** START OF Excerpted text **

Updated on 02.28.12

Use a Simple Method to Choose Investment Options (58/365)

Trent Hamm

When people sit down with their retirement advisor to sign up for their 401(k) or other retirement plan, they often think it’s just a matter of signing a few documents and deciding how much to have held out of their check each pay period.

Then, when the advisor shows them a plethora of investment options, they lock down. They’re unsure which one is the right one and, often, they have a sense that if they choose the wrong one, they’re either going to get ripped off or that they’re going to have really poor investment returns.

Often, they go into lockdown. They put the papers aside for “later,” then never return to it.

I’ve known several people who have followed this exact path (one of them is pictured below), and had hundreds of readers email me with a similar story. It’s a financial mistake to not start saving for retirement immediately, but in this situation, it’s a bit understandable.

Use a Simple Method to Choose Investment Options (58/365)

Fortunately, there’s a simple recipe you can follow that will help you pick at least a very good retirement option among the ones offered, if not the best one.

The first thing I’d do is look for a “target retirement” fund. These are special investments that are specifically designed for people who are aiming to retire in a specific year. For example, you might see a “Target Retirement 2040” fund, designed for people who are aiming to retire in or near 2040.

** END OF Excerpted text **

Echo the passage of the retirement investing article between "Updated on 02.28.12" and "poor investment returns.", inclusive.

** START OF Data records **

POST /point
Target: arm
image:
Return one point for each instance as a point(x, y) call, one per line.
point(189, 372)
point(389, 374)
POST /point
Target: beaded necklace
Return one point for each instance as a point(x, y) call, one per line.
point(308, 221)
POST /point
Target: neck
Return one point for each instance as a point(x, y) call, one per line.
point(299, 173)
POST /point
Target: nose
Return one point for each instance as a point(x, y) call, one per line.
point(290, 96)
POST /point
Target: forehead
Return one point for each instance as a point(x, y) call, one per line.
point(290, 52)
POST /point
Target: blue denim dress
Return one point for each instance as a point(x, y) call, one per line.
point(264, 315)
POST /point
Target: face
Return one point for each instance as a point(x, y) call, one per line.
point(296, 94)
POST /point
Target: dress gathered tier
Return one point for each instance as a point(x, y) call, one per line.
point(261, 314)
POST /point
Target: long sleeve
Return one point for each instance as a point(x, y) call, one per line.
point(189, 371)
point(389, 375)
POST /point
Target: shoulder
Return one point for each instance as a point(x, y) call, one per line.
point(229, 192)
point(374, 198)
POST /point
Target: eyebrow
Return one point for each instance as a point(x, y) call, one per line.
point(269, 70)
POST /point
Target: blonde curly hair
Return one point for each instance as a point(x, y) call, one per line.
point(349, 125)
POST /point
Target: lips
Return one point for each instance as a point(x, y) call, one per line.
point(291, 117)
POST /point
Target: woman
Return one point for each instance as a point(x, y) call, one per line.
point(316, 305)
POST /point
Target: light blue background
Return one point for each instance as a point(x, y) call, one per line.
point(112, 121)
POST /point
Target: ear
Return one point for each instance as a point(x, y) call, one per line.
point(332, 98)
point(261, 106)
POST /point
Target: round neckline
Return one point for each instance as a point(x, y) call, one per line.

** END OF Data records **

Solved problem
Updated on 02.28.12

Use a Simple Method to Choose Investment Options (58/365)

Trent Hamm

When people sit down with their retirement advisor to sign up for their 401(k) or other retirement plan, they often think it’s just a matter of signing a few documents and deciding how much to have held out of their check each pay period.

Then, when the advisor shows them a plethora of investment options, they lock down. They’re unsure which one is the right one and, often, they have a sense that if they choose the wrong one, they’re either going to get ripped off or that they’re going to have really poor investment returns.